> _Exercise goal_
Reproduce the records below word for word, starting at the line with "of the pointed" and ending at the line with "(163, 1015)", with both of those lines included.
+++ Record excerpts
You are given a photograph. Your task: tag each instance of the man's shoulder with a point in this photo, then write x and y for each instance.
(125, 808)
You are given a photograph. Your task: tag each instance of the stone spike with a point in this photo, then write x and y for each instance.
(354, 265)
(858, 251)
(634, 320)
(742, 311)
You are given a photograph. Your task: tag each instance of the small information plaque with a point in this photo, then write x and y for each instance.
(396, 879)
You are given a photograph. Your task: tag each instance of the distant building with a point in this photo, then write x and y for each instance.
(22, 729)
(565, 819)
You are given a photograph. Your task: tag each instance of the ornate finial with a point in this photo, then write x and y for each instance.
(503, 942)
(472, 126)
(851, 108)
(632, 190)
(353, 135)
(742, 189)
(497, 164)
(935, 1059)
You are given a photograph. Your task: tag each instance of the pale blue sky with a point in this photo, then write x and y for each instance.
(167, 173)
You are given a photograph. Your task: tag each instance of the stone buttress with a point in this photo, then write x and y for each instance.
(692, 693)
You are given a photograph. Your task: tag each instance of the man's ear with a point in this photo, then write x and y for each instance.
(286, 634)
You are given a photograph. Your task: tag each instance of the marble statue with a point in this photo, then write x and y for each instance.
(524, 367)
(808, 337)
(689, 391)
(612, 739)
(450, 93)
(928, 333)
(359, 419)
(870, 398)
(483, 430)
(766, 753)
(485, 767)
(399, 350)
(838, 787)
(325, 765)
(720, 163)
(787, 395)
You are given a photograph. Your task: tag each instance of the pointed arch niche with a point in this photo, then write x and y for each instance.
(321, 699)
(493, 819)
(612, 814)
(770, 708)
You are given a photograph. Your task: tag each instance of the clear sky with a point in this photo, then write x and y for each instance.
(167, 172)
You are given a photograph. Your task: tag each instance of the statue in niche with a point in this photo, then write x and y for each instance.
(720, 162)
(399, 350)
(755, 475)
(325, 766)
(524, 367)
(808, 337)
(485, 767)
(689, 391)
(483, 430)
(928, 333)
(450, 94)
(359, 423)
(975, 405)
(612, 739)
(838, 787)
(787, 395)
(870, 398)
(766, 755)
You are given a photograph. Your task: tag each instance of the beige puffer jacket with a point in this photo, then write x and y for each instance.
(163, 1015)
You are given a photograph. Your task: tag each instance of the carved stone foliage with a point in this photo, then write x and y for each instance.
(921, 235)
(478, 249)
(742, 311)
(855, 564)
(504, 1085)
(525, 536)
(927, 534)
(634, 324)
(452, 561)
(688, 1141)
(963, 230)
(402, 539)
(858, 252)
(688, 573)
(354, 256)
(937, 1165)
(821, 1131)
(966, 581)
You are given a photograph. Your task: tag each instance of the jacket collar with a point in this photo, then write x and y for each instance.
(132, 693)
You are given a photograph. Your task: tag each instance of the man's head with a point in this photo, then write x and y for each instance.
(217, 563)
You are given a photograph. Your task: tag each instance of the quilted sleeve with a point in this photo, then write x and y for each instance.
++++++
> _Response_
You are given a photograph. Your task: tag each instance of the pointed arch niche with a point in this photo, then write x and y for each instance.
(321, 699)
(493, 819)
(612, 814)
(770, 708)
You are given a photograph. Your task: tag each instance of the clear sky with a point in this photo, then write x and y for each instance.
(167, 172)
You are given a photograph. Your task: tag each instance of the statue in niche with a point in this photo, then write x and y for each instance.
(720, 162)
(399, 350)
(755, 475)
(325, 766)
(524, 367)
(808, 337)
(485, 767)
(689, 391)
(483, 430)
(928, 333)
(450, 94)
(359, 423)
(975, 405)
(612, 739)
(838, 787)
(787, 395)
(870, 398)
(766, 755)
You are given a photograph. Your task: tag each instance of the beige puffer jacket with a point in this photo, then write x and y for each instance.
(163, 1015)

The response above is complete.